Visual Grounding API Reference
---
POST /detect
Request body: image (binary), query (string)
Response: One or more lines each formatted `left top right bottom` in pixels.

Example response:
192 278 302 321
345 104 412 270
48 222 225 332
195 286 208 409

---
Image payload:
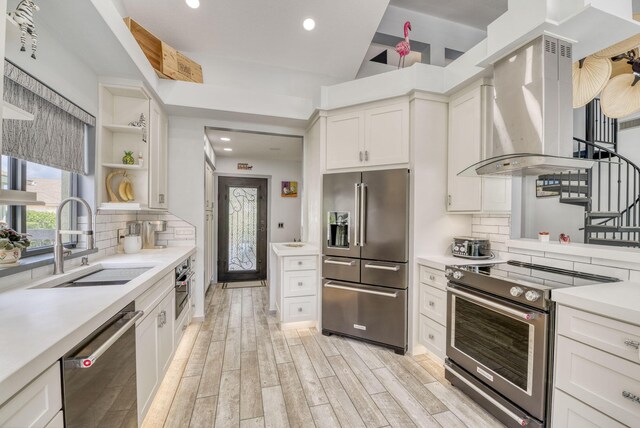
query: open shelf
102 163 147 171
98 202 148 211
102 125 142 135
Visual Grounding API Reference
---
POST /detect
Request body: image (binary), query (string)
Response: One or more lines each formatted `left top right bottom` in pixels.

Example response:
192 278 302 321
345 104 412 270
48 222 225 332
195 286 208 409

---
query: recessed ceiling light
302 18 316 31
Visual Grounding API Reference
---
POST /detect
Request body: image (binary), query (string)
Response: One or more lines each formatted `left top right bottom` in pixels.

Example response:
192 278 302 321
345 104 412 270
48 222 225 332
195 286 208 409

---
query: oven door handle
324 281 398 299
447 286 538 321
64 311 144 369
176 272 196 287
444 364 531 427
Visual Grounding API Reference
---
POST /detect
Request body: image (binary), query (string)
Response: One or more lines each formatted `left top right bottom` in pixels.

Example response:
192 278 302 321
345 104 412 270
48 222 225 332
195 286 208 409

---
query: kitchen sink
34 267 151 288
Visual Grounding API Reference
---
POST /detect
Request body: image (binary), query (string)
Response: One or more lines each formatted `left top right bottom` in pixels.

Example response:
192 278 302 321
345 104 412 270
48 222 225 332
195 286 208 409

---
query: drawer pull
624 339 640 349
364 263 400 272
622 391 640 404
324 281 398 299
324 259 356 266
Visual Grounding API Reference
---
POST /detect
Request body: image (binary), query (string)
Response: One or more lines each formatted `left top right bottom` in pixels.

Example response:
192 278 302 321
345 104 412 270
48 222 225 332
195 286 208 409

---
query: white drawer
136 272 176 316
558 306 640 363
420 284 447 325
420 266 447 290
420 315 447 360
283 270 318 297
0 362 62 428
556 336 640 427
551 389 624 428
284 256 318 270
282 296 316 322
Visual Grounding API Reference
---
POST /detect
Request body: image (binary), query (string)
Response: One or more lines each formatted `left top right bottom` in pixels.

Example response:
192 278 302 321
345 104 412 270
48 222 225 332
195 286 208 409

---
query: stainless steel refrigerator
322 169 409 354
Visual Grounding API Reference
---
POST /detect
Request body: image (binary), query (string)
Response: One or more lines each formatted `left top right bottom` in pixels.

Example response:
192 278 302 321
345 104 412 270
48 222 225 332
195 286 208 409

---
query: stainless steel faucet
53 196 93 275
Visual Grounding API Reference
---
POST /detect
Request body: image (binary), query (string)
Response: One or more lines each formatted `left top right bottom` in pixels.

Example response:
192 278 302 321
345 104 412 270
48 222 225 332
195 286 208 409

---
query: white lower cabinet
45 410 64 428
136 273 175 424
551 389 624 428
0 362 64 428
275 247 318 329
553 306 640 427
419 266 447 360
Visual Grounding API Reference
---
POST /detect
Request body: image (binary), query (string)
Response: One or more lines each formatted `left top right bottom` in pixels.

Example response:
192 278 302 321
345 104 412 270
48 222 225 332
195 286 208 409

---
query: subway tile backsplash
471 214 640 283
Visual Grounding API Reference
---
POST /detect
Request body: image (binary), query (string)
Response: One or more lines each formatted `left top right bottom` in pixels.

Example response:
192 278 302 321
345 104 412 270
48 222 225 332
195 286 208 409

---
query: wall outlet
173 227 195 238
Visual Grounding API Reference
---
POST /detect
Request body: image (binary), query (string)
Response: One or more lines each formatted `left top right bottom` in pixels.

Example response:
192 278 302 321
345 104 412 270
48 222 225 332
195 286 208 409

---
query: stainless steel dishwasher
62 302 143 428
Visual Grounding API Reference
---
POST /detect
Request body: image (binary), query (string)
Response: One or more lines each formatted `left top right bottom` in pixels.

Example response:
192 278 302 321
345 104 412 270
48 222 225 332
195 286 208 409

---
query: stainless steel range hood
468 35 594 176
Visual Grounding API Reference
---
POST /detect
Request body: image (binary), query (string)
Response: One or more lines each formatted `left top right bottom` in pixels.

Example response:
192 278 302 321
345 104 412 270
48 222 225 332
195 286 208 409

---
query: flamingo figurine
396 21 411 68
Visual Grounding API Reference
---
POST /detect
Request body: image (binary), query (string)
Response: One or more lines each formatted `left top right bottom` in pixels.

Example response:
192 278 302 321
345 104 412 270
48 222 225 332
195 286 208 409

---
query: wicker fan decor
600 73 640 119
572 56 611 108
593 34 640 58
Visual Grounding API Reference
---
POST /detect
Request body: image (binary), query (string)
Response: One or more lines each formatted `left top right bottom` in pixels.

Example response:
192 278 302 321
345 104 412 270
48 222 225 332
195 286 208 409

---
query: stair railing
574 137 640 242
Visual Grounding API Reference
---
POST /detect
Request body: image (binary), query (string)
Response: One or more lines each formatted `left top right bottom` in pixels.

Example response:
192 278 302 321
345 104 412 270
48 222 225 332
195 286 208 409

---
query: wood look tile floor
143 286 502 428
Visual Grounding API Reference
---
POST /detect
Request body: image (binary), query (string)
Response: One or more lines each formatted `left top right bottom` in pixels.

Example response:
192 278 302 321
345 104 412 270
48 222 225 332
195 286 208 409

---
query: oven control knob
524 290 540 302
509 287 524 297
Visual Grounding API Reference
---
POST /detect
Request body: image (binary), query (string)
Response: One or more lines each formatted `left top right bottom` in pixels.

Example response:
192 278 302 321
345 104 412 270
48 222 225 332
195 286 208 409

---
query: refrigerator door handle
353 183 360 247
359 183 367 247
364 263 400 272
324 281 398 299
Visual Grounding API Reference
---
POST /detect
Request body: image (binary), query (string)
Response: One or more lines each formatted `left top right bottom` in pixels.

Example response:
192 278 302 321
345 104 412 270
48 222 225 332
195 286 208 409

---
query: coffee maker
142 220 167 250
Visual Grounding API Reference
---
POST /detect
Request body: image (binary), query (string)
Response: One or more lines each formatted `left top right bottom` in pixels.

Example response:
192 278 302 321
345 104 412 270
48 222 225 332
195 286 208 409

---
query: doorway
218 177 268 283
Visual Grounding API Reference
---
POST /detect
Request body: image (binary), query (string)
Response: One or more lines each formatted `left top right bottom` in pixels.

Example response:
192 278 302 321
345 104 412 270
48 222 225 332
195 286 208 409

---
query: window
0 156 77 256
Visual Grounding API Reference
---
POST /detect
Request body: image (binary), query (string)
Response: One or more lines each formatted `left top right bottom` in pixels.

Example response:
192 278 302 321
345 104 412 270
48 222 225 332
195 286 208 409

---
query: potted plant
0 223 31 267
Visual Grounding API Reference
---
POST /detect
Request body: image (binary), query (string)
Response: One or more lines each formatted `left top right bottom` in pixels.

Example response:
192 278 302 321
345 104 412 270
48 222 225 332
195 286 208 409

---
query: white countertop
551 281 640 325
271 242 320 257
0 247 196 404
416 255 504 270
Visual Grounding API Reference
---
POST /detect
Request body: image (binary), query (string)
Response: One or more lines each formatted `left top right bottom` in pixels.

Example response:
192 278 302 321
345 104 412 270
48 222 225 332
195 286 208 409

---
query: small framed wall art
280 181 298 198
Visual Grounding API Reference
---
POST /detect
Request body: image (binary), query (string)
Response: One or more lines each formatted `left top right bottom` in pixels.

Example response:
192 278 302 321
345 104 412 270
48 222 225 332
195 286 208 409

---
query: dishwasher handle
64 311 144 369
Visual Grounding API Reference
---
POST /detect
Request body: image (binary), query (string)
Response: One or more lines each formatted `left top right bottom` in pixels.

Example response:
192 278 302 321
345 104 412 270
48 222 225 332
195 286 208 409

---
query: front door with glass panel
218 177 267 282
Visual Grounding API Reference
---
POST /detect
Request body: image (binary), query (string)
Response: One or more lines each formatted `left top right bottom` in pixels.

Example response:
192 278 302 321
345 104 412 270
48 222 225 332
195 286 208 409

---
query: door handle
324 281 398 299
353 182 362 247
364 263 400 272
324 259 356 266
65 311 144 369
359 183 367 247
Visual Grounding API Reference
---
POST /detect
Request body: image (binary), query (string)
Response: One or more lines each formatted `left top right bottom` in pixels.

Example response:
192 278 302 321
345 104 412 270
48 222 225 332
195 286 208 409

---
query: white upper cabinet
447 84 511 213
325 101 409 170
364 102 409 166
149 99 169 210
326 111 364 169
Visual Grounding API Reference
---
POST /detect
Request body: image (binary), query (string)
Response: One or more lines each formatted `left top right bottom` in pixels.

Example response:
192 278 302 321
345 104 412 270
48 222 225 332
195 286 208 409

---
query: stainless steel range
445 261 619 427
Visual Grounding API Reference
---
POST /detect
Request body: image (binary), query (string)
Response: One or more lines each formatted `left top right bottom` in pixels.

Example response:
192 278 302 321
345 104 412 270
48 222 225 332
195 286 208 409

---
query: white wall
216 156 303 242
302 117 327 247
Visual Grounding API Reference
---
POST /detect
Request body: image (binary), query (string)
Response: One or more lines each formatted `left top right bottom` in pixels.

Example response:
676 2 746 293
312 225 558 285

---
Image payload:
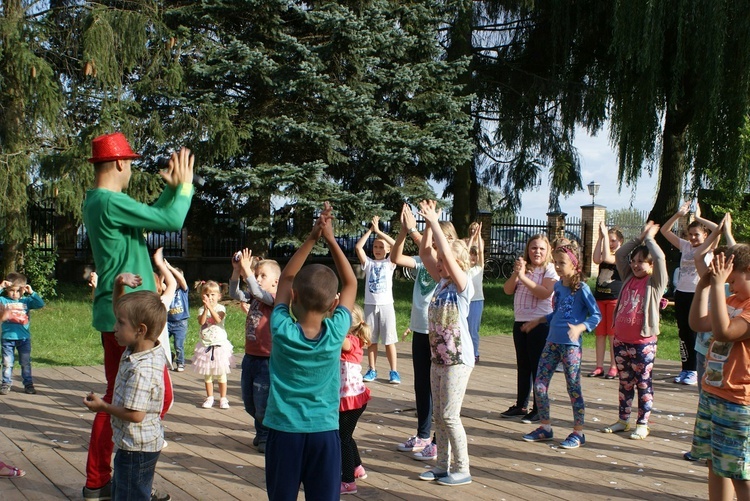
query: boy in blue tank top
263 203 357 501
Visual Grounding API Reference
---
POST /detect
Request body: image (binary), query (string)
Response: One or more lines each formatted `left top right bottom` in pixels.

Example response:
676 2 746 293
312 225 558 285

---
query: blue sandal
560 432 586 449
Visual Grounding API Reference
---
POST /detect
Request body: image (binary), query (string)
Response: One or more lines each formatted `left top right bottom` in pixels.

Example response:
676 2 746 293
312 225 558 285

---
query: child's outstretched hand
708 252 734 287
83 391 104 412
154 247 167 268
419 200 440 223
310 202 333 242
115 273 143 289
89 271 99 289
677 200 693 216
641 221 659 241
238 248 253 278
401 204 417 230
323 202 336 244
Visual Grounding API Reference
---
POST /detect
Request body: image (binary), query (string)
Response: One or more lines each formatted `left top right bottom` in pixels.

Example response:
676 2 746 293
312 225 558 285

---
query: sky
520 125 658 219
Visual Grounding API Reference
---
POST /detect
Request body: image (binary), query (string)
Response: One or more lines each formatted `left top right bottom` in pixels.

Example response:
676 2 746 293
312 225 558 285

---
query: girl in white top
193 280 234 409
419 200 474 486
500 235 559 424
660 201 716 385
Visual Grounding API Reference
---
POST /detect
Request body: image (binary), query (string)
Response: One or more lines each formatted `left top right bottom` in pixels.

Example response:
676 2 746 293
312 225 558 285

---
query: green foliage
606 209 646 241
23 247 57 299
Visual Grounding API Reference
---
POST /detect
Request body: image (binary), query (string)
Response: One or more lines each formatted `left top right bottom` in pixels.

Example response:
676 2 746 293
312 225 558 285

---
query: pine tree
171 1 471 248
0 0 63 276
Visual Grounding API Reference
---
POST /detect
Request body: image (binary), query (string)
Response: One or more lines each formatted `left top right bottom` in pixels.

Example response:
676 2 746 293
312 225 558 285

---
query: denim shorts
691 391 750 480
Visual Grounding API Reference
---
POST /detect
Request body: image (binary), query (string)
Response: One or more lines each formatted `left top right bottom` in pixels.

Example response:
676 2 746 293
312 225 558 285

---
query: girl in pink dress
339 304 370 494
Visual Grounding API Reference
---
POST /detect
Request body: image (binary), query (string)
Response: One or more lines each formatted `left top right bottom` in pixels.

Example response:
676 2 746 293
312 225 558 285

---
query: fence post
477 211 492 244
581 204 607 277
547 211 567 243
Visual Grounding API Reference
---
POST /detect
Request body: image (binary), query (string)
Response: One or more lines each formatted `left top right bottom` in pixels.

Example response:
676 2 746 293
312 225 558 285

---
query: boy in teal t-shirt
263 203 357 501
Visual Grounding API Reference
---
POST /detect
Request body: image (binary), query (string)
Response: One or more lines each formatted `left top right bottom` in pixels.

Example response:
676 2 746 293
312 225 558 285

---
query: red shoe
341 482 357 496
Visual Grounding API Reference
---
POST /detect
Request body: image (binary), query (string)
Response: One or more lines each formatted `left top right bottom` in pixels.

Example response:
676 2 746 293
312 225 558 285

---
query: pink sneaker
354 465 367 480
414 442 437 461
341 482 357 496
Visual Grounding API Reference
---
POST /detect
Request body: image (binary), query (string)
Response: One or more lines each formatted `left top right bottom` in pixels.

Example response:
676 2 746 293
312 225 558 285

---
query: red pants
86 332 174 489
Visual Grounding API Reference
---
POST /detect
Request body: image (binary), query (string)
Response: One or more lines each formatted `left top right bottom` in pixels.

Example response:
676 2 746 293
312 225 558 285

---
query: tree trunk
648 106 690 224
0 0 31 277
648 100 690 276
447 0 478 237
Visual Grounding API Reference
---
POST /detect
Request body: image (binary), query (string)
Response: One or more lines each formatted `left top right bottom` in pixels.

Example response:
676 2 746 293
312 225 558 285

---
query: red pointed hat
89 132 141 164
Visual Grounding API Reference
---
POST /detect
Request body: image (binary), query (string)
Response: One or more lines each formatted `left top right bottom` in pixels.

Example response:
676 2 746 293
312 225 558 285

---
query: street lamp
586 181 600 205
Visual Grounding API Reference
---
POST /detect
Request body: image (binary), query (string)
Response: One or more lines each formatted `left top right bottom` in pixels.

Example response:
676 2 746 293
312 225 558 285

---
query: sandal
630 424 651 440
602 419 630 433
0 461 26 478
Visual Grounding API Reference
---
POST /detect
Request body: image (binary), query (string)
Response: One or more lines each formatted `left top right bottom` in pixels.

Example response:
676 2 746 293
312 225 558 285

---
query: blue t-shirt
263 304 352 433
547 280 602 346
167 287 190 322
409 257 437 334
0 289 44 341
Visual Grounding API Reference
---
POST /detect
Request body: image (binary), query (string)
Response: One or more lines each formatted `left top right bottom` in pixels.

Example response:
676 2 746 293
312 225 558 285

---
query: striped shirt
111 344 166 452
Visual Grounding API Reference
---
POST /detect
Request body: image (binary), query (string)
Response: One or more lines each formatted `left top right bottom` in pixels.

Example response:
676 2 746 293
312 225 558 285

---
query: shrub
23 247 57 298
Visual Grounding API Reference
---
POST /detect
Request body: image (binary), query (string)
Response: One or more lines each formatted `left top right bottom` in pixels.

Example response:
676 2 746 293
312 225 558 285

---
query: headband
558 245 581 273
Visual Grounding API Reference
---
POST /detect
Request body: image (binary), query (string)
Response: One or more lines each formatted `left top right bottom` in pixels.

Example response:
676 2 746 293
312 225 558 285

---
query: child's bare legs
367 343 378 369
201 374 214 409
388 343 398 371
706 459 750 501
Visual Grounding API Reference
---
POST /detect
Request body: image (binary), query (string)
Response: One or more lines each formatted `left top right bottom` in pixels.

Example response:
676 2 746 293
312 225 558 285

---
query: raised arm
164 259 189 290
695 204 718 233
390 204 422 268
723 212 737 247
419 211 440 282
708 252 750 342
469 223 484 269
660 201 690 249
693 216 726 277
322 203 357 311
274 202 326 304
356 220 372 264
112 273 143 308
154 247 177 298
372 216 396 247
419 200 469 292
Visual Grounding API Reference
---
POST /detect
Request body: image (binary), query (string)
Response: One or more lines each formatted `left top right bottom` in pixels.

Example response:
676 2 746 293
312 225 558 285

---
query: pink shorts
596 299 617 336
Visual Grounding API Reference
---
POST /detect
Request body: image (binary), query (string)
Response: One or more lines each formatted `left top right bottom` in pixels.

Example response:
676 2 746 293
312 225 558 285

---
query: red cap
89 132 141 164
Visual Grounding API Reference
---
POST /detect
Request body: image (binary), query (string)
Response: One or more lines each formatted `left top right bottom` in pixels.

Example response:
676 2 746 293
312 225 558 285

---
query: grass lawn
26 279 679 367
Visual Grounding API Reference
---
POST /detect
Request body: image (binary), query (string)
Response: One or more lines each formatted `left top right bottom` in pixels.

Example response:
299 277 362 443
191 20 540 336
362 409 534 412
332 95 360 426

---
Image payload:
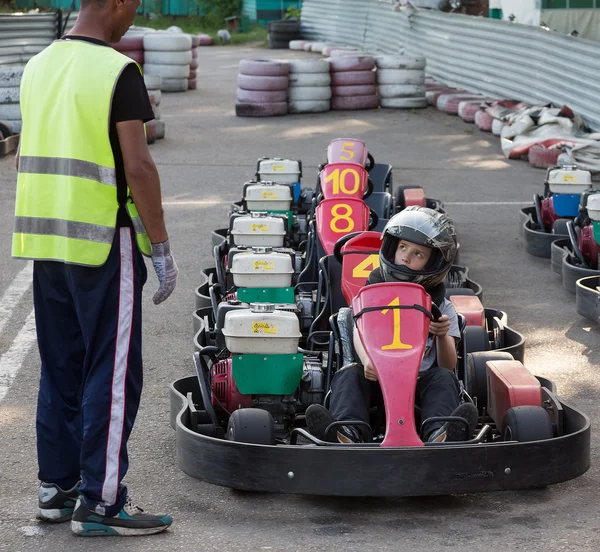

********************

▶ _Work to do_
Rewrite every line from the beginning of the material through the line containing "444 364 531 427", both ends included, as a numbered list, omitting blank lines. Leave the pictures out.

▶ _Worked answer_
1. Visual Grounding API Reference
2. ---
3. POST /detect
4. Request body: image (binary), query (string)
5. Response: One or more lines each formatted `left top right bottom` in pixels.
6. Example response:
7. 192 278 302 321
8. 345 104 412 270
9. 48 222 225 332
10. 195 286 208 409
11. ---
12. Image payload:
13. query: open shelf
14. 102 163 147 171
15. 98 202 148 211
16. 102 125 142 135
17. Visual Grounding API Reference
18. ---
19. POST /detect
20. Request body: image (binary), query (string)
21. Response: One or more lines each formatted `left top right bottom` in pixels.
22. Example response:
23. 192 278 302 321
24. 345 104 412 270
25. 48 222 225 332
26. 195 286 208 409
27. ---
28. query: recessed ceiling light
29. 302 18 316 31
30. Visual Grounding API Reference
31. ---
32. POST /detect
33. Request body: image (binary), query (string)
34. Response: One or more lines each formatted `left top right bottom` in pixels.
35. Example response:
36. 192 278 302 321
37. 345 104 412 270
38. 48 222 225 332
39. 195 286 208 409
40. ---
41. query: oven door handle
42. 324 281 398 299
43. 447 286 538 321
44. 64 311 144 369
45. 176 272 196 287
46. 444 364 531 427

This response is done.